----- Extracted records
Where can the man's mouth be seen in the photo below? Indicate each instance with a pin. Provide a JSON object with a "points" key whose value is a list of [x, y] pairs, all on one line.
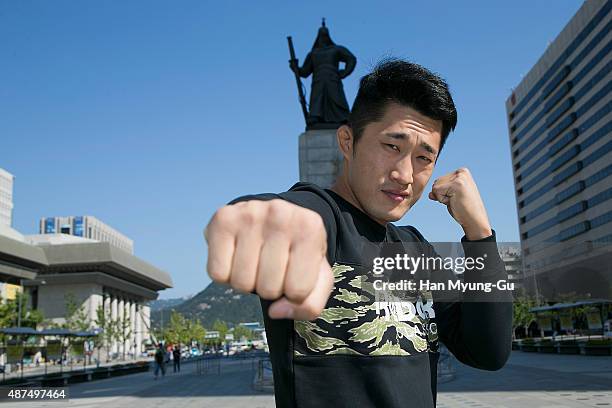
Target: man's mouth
{"points": [[396, 196]]}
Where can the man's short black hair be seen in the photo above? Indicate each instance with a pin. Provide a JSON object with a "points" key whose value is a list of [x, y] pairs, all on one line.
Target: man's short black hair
{"points": [[405, 83]]}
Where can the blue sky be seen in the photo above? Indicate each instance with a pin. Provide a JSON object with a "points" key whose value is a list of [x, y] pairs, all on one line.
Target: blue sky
{"points": [[151, 115]]}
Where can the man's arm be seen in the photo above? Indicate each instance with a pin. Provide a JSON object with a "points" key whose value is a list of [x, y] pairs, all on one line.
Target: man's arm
{"points": [[477, 329]]}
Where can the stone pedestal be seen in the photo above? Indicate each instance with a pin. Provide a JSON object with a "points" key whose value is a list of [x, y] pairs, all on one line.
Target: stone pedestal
{"points": [[320, 157]]}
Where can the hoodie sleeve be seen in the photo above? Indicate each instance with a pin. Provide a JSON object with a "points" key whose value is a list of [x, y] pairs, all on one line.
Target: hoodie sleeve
{"points": [[477, 326]]}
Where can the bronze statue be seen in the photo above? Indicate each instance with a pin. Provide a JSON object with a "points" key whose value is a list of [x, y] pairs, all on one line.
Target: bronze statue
{"points": [[328, 106]]}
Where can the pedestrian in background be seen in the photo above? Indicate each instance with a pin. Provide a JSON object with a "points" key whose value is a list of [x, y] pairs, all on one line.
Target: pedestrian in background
{"points": [[159, 360], [176, 354]]}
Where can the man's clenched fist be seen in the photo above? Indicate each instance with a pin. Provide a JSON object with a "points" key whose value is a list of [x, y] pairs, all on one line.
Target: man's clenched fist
{"points": [[458, 191], [275, 248]]}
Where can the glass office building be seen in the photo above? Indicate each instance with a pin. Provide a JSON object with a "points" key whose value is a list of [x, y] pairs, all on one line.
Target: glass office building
{"points": [[560, 129], [86, 227]]}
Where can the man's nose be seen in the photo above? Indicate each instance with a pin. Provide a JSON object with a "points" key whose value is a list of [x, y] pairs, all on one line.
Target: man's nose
{"points": [[402, 172]]}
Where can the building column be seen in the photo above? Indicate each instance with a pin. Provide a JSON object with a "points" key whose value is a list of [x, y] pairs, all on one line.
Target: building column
{"points": [[133, 346], [121, 317], [138, 326], [146, 321], [114, 319]]}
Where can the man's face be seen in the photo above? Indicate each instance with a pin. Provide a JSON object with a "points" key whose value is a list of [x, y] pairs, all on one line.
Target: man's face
{"points": [[392, 162]]}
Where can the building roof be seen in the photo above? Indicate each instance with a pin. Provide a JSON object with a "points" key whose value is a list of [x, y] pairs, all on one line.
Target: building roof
{"points": [[22, 260], [104, 257], [19, 260]]}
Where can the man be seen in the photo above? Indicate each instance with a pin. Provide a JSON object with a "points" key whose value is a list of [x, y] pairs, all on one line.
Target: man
{"points": [[302, 252], [176, 355], [159, 361]]}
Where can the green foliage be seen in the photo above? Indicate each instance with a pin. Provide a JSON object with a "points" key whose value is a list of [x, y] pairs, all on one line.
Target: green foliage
{"points": [[221, 327], [177, 329], [521, 316], [183, 331], [110, 329], [241, 331], [124, 326], [9, 310], [216, 302]]}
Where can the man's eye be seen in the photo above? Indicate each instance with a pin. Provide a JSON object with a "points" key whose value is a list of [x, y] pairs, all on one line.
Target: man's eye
{"points": [[392, 146]]}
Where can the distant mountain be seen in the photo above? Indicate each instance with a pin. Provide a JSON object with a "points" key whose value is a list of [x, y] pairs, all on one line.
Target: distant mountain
{"points": [[159, 304], [215, 302]]}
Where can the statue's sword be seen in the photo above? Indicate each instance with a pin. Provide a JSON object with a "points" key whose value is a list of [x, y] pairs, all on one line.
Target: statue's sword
{"points": [[294, 60]]}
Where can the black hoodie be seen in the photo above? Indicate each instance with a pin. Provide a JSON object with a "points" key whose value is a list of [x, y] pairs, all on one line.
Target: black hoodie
{"points": [[352, 356]]}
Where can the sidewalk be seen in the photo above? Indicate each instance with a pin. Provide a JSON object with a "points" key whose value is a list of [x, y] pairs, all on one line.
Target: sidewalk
{"points": [[532, 380]]}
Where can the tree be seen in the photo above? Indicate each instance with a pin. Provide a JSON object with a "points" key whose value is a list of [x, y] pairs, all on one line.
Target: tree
{"points": [[521, 316], [125, 330], [177, 330], [197, 331], [9, 310], [221, 327], [241, 331]]}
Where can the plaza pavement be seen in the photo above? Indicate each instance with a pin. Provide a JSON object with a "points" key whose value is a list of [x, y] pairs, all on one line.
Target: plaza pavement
{"points": [[528, 380]]}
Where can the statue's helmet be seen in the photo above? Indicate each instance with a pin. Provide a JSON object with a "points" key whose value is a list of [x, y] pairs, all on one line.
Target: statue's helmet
{"points": [[323, 38]]}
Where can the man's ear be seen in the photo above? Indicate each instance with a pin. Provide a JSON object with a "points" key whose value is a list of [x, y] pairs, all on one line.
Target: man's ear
{"points": [[344, 136]]}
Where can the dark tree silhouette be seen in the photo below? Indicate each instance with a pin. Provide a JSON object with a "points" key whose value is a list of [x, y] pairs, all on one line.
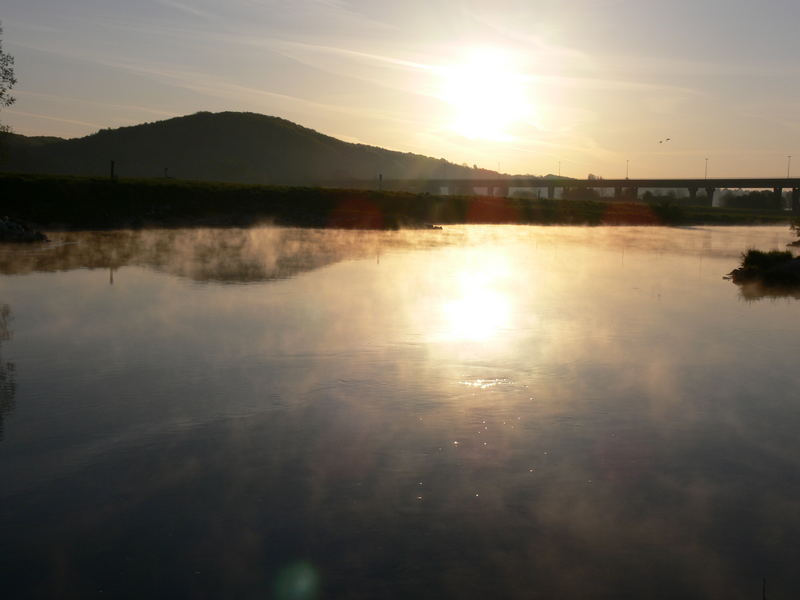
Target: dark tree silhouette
{"points": [[7, 79]]}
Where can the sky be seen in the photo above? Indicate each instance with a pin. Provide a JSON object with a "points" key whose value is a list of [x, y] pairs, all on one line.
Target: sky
{"points": [[533, 87]]}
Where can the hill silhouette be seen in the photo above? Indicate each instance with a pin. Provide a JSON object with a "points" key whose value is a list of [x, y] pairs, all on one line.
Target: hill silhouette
{"points": [[228, 146]]}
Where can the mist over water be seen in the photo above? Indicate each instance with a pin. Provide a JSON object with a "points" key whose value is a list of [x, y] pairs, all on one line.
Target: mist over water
{"points": [[478, 412]]}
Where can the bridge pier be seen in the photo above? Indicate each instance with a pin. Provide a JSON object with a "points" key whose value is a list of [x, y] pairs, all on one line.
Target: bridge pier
{"points": [[710, 195], [778, 192]]}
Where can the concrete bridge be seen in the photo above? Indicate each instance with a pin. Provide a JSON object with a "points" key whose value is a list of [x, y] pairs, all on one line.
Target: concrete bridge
{"points": [[623, 188]]}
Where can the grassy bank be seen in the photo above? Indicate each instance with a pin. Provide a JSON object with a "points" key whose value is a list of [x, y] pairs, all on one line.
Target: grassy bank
{"points": [[60, 202]]}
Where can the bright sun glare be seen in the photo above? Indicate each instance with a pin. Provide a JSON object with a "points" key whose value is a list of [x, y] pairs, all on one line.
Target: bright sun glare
{"points": [[487, 93]]}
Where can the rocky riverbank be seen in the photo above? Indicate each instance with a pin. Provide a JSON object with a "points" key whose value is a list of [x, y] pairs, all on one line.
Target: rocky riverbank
{"points": [[12, 230]]}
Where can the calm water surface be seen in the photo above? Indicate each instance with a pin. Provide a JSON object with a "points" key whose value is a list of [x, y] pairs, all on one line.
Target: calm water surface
{"points": [[479, 412]]}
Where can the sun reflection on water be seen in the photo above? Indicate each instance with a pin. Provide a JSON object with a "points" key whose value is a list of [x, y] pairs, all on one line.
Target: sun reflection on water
{"points": [[479, 307]]}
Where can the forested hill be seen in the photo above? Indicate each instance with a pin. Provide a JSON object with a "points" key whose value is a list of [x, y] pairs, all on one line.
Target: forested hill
{"points": [[228, 146]]}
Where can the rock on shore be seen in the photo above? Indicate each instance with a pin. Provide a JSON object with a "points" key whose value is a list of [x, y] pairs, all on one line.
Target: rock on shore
{"points": [[16, 231]]}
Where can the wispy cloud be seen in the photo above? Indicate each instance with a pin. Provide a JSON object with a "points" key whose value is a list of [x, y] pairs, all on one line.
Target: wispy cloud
{"points": [[52, 118]]}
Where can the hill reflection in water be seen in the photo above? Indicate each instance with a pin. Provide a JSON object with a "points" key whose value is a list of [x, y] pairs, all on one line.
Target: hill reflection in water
{"points": [[479, 412]]}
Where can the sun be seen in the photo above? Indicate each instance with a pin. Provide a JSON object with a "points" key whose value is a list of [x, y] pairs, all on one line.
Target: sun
{"points": [[487, 93]]}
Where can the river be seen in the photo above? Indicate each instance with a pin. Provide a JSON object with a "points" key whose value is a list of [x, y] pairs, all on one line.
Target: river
{"points": [[476, 412]]}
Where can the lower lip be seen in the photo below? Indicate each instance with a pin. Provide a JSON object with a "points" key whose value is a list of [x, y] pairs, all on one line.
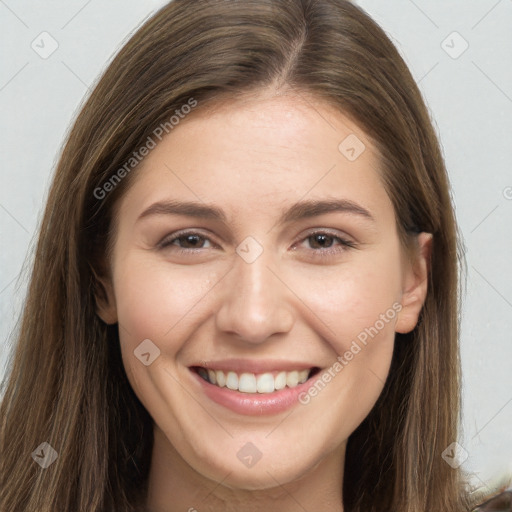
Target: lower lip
{"points": [[254, 404]]}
----------
▸ Instructions for the task:
Output precisely the lines in the material above from the line containing "Where can the hill reflection" through its last line, and omit pictures.

▸ Answer to this exercise:
Where can the hill reflection in water be seen in the photo above? Indicate each instance with a pin. Provide a JSON object with a "points" key whose value is a list of [x, y] pairs, all on one line.
Target: hill reflection in water
{"points": [[479, 412]]}
Where can the sun be seen in the photo above? Indicate each instance with a pin. Provide a JSON object with a "points" key whose value is a list of [x, y] pairs, all on one line.
Target: sun
{"points": [[487, 93]]}
Where can the river be seen in the photo above? Indicate each instance with a pin. Provide a JSON object with a "points" key whose value is a list of [x, y] pairs, all on one line.
Target: river
{"points": [[476, 412]]}
Where can the lower lip be seen in the photo below? Indicate each instance with a pin. Provide a JSON object with a "points" key whose value is a list of [x, y] pairs, all on one line.
Target: lower lip
{"points": [[254, 404]]}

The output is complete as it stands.